=== GIVEN RECORDS ===

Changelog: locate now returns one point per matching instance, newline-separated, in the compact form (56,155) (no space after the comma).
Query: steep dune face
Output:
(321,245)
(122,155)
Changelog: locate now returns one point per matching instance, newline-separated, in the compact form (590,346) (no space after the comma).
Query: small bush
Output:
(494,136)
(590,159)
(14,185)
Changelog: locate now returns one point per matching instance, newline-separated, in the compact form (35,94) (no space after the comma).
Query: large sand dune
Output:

===
=== GIVEN RECORDS ===

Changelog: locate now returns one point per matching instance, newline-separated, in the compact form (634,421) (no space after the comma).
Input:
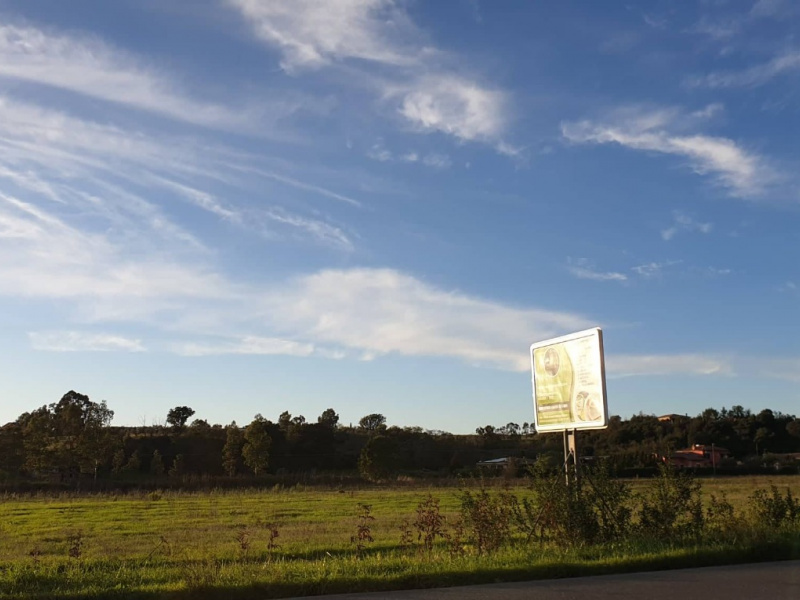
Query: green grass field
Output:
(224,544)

===

WHAT YOU ARE ASKED TO DO: Pick out every line in the records that contains the word "dune" and copy each of those lines in full.

TASK OUTPUT:
Query: steep dune face
Query: large sand dune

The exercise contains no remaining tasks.